- _The tasks_:
1 – Repeat the wheel thread starting at "Yeah I got the" and ending at "(Nov 24, 2010)", swapping "stealth" for "sleek".
2 – Carry on the wheel and tire thread from its last line.

- _Supplied passage_:
Yeah I got the "N's" a few weeks ago. Loving the stealth look of the new logo. Ride so far has been great. Logged over 400 miles on the bike so far.


----------



## looigi (Nov 24, 2010)

Neuvations have been working fine for me and a few other very experienced riders around here. Great customer service too. I would not hesitate to recommend them if they conform to what you're looking for. If you're a totally weight weenie, you can pull the stickers off and save 14 gm on a wheel set. This is for the longer full "Neuvation" stickers.


----------



## motobecane69 (Apr 8, 2011)

i can't imagine Giant's stock wheels would be any good. most road bikes stock wheels are far from ideal. you already said the giant wheels were 8 oz heavier (btw, wheels are usually measured in grams) thats half a lb, depending on where that weight is, it can be significant. If the giants have brass nipples, and the neuvations alloy, that will save you 20 grams off the perimeter of the wheel. If the neuvation rim is lighter than the giant, that also saves you more weight at the rim; where it matters most. You should consider upgrading your tires. Michelin pro3race are selling for $35 or lss all over the place now and they roll great. A few months ago they were 65-$70


----------



## MRM1 (Sep 13, 2008)

motobecane69 said:


> Michelin pro3race are selling for $35 or lss all over the
> place now and they roll great. A few months ago they were 65-$70


Hmmm .... Wish I would have known this before I bought the Vittoria Zaffiro Pros. Good news, they dont seem to last that long. So I will probably get new tires in a year or less.

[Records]
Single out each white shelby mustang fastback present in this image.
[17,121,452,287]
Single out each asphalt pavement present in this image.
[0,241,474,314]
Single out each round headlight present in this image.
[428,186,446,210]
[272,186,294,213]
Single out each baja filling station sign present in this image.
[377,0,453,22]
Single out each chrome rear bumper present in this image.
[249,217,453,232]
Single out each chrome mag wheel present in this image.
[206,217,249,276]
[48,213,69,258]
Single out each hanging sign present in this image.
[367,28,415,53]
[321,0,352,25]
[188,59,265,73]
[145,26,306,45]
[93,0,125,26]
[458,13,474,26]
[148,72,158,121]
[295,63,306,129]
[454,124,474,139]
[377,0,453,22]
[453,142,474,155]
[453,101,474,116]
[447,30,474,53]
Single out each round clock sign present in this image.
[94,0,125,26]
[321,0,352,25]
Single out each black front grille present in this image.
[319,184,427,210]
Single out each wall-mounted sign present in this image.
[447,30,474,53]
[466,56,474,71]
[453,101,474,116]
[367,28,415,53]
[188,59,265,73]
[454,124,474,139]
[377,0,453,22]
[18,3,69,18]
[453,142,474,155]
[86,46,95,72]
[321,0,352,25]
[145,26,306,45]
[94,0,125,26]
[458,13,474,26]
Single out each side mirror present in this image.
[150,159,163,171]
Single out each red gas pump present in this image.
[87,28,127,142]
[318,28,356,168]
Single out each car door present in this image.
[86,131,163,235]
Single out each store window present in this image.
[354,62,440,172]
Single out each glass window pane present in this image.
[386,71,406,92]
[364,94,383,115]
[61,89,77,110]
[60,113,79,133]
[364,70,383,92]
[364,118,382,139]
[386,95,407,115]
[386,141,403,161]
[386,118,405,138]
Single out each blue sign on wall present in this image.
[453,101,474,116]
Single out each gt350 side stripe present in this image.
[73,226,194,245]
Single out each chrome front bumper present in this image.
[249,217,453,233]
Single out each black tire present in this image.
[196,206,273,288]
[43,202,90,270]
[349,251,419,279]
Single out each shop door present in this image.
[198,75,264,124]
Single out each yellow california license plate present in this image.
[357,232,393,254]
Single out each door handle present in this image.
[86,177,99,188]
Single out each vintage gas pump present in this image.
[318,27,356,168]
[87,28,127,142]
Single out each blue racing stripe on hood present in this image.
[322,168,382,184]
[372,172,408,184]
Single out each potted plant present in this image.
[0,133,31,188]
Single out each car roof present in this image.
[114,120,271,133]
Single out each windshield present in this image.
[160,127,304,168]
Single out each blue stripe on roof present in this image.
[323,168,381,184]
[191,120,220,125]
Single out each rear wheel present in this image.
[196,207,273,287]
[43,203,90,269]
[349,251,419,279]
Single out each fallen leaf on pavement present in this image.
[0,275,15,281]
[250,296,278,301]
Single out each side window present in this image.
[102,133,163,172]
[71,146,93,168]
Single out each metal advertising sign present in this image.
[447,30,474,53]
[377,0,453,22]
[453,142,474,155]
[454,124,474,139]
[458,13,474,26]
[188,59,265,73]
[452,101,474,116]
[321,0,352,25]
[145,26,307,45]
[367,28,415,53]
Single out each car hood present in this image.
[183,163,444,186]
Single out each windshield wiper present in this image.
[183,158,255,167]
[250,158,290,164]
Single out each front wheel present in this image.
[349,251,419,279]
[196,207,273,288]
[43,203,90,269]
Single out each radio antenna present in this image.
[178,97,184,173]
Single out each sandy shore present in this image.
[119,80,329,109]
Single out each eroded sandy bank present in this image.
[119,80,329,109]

- _Written responses_:
1 –
Yeah I got the "N's" a few weeks ago. Loving the sleek look of the new logo. Ride so far has been great. Logged over 400 miles on the bike so far.


----------



## looigi (Nov 24, 2010)

2 –
With the Neuvations. I have had great success with them. These are the wheels that were on my last bike and I transferred them over. The have 2100 miles on them and are still in great shape. And YES, Neuvation CS is top notch.


----------



## looigi (Nov 24, 2010)

MRM1 said:


> Hmmm .... Wish I would have known this before I bought the Vittoria Zaffiro Pros..


I've been getting Pro3s from Amazon for $38 and free shipping. Last Pro3 rear lasted me 3000 miles. They are being supplanted by the new Pro4s now.


----------



## MRM1 (Sep 13, 2008)

looigi said:


> I've been getting Pro3s from Amazon for $38 and free shipping. Last Pro3 rear lasted me 3000 miles. They are being supplanted by the new Pro4s now.


 In one review I read where they Pro3s are tight. With my Neuvations, I have a hard time with tires and if the Pro3s are known to be tight, that would be a problem for the install. The Neuvations are hard to get most any tire on, and Some tires are near impossible. Not a good idea if you flat on a ride.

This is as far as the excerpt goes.